(Entries taken from a collection)
⟨

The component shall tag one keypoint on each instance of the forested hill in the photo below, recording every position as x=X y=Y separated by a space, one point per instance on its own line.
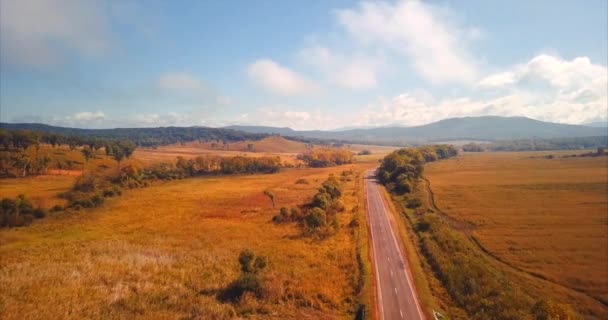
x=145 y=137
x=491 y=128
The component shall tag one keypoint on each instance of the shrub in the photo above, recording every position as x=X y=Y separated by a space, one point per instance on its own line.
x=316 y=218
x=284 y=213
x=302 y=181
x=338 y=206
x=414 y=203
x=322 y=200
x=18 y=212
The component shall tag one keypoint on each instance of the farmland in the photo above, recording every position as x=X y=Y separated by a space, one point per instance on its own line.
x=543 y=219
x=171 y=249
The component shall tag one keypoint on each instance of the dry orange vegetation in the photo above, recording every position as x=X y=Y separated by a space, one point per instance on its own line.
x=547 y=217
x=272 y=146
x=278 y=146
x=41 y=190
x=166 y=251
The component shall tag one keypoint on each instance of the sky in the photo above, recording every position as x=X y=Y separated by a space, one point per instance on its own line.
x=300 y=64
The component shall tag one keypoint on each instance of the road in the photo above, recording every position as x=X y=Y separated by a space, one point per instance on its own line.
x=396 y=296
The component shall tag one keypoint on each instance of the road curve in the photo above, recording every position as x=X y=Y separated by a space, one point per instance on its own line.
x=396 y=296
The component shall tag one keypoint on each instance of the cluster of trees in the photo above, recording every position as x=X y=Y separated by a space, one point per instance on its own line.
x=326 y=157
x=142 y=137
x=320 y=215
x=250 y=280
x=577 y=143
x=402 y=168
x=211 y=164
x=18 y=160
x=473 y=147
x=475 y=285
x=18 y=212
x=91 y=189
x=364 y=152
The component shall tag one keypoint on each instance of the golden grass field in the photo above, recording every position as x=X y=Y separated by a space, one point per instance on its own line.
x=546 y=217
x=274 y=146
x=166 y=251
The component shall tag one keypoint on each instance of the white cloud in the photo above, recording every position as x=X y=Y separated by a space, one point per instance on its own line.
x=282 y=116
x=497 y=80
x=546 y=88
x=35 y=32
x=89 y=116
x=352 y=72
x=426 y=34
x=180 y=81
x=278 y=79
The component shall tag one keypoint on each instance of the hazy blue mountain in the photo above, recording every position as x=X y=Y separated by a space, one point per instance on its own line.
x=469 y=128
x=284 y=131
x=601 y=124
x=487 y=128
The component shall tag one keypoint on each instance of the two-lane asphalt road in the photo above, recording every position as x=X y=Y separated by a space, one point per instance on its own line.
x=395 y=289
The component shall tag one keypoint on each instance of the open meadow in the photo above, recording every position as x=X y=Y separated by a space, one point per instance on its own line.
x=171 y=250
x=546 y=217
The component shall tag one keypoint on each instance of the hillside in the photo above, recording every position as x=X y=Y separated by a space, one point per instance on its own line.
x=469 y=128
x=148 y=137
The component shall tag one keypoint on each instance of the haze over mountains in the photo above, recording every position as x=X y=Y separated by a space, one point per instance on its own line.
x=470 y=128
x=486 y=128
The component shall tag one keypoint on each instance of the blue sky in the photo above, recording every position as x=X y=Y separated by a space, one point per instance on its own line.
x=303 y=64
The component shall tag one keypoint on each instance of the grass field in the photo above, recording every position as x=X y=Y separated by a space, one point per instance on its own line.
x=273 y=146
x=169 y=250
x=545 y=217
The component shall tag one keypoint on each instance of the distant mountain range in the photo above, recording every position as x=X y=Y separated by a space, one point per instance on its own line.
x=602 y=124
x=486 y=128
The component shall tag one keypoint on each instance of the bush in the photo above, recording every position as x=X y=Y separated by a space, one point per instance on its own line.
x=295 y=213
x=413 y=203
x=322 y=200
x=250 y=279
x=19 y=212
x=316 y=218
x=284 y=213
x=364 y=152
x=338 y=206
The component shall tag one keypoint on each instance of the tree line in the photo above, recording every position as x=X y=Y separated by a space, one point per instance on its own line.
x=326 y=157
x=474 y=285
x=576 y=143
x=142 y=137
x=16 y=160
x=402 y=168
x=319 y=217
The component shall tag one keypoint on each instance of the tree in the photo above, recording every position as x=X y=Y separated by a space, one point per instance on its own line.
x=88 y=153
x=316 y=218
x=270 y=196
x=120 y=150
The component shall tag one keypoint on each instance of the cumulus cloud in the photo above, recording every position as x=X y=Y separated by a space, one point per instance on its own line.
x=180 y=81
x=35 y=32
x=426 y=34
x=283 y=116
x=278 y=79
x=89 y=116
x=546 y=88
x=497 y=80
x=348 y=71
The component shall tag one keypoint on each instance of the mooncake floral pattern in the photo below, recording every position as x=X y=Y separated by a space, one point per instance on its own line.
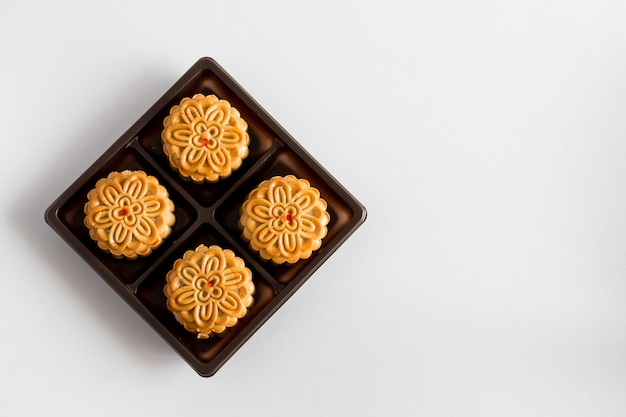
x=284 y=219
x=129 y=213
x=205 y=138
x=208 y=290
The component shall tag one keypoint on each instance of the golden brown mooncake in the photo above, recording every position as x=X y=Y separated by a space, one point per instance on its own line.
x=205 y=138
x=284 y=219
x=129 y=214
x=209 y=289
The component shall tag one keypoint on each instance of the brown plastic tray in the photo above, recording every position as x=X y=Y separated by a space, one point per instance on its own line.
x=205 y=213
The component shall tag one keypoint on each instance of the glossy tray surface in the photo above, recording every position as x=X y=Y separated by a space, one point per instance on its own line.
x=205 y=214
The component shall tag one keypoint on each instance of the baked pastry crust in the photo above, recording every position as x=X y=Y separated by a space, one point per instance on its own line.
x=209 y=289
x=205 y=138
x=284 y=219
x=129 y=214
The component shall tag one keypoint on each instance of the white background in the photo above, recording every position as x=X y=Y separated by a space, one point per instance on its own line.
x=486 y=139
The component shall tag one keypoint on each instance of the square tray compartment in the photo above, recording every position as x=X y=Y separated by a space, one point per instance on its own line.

⟩
⟨

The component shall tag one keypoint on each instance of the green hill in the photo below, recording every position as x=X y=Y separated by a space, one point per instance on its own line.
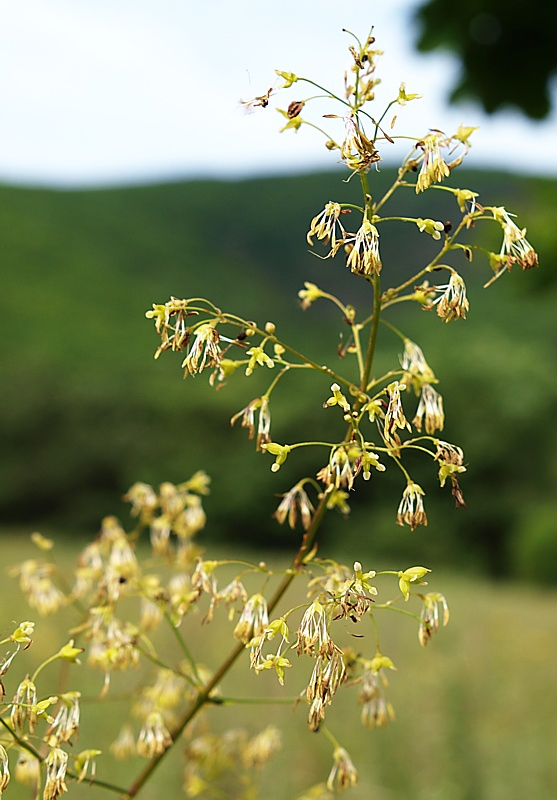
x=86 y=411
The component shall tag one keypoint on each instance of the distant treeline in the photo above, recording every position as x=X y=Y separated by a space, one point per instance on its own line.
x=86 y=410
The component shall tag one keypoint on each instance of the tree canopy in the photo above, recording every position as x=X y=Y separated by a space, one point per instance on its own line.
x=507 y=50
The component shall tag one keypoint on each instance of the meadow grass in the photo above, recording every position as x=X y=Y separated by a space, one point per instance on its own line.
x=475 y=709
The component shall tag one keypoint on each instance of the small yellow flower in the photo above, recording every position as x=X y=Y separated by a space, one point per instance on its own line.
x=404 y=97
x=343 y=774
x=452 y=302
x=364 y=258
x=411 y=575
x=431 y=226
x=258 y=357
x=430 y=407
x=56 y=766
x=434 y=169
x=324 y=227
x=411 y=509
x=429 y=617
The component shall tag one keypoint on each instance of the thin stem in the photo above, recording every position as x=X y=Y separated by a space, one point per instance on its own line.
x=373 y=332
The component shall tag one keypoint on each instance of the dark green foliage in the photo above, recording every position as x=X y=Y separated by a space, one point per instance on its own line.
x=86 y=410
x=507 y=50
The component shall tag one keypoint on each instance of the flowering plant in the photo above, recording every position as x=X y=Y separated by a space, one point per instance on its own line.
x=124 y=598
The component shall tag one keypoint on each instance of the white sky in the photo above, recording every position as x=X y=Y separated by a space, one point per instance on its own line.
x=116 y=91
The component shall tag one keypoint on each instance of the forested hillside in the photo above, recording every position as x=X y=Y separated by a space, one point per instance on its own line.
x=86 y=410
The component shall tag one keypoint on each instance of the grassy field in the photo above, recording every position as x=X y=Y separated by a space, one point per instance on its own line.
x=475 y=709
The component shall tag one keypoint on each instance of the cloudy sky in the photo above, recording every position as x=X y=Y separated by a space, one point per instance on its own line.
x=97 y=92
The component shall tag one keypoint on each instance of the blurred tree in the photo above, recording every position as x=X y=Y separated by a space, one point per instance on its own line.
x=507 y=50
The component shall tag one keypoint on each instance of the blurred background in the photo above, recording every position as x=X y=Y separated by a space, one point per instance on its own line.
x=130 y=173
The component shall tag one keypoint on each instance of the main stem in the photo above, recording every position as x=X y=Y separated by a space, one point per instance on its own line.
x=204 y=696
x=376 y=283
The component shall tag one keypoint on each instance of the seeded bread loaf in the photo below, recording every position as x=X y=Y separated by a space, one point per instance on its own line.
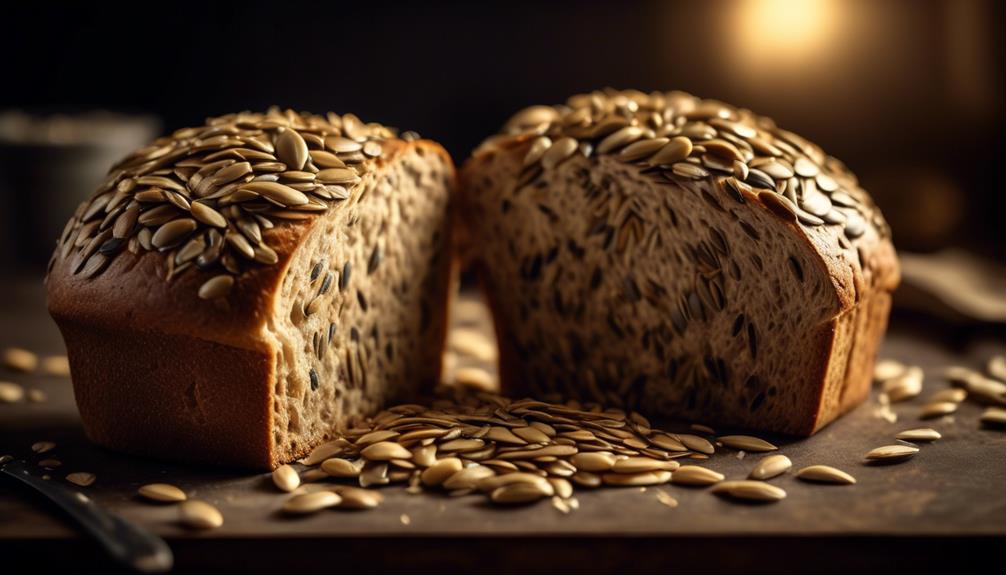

⟩

Copy out the lines above word for word, starting with the line that contains "of the two-lane" and going on through the line that contains "x=319 y=217".

Exercise output:
The component shall tag one keypoint on each instance of the two-lane asphalt road in the photo above, recording every position as x=X y=Y separated by a space, one point per instance on its own line.
x=395 y=289
The component shall tag one keypoint on each instance of the open meadow in the photo above, recording every position as x=X y=Y separated by a space, one point per instance on its own line.
x=171 y=250
x=546 y=217
The component shall tag one keypoint on each instance of the hillside in the photo above, recording every position as x=X y=Y separated by a space, one point per instance on its own line.
x=469 y=128
x=148 y=137
The component shall tag one keypoint on each instance of the haze over mountains in the photo above, recording every position as x=X y=Y separated by a space, one point per instance on its own line.
x=470 y=128
x=486 y=128
The component shall tag one keypoint on each instance of the blue sky in the photo above, recording every position as x=X y=Y separated by a space, one point per instance on its own line.
x=303 y=64
The component shall tag one keypoint on each instance of the grass field in the photo above, recording every position as x=X y=Y separated by a space, one point per instance on its own line.
x=273 y=146
x=169 y=250
x=545 y=217
The component shall tag one keypoint on each instance of the distant mountain range in the photo above, recording every position as x=X y=Y separated by a space, one point per instance on its own line.
x=602 y=124
x=486 y=128
The component shall tag one keypoint on each instance of the bush in the photo above, recording every position as x=X y=Y separated by a space, one point per instance on its own line.
x=295 y=213
x=413 y=203
x=322 y=200
x=250 y=279
x=19 y=212
x=316 y=218
x=284 y=213
x=364 y=152
x=338 y=206
The component shall tag one keypoint on each instance of the tree line in the photo above, recording every position as x=X y=Y separated by a space, one point per instance on its own line.
x=326 y=157
x=474 y=285
x=576 y=143
x=142 y=137
x=16 y=160
x=402 y=168
x=319 y=217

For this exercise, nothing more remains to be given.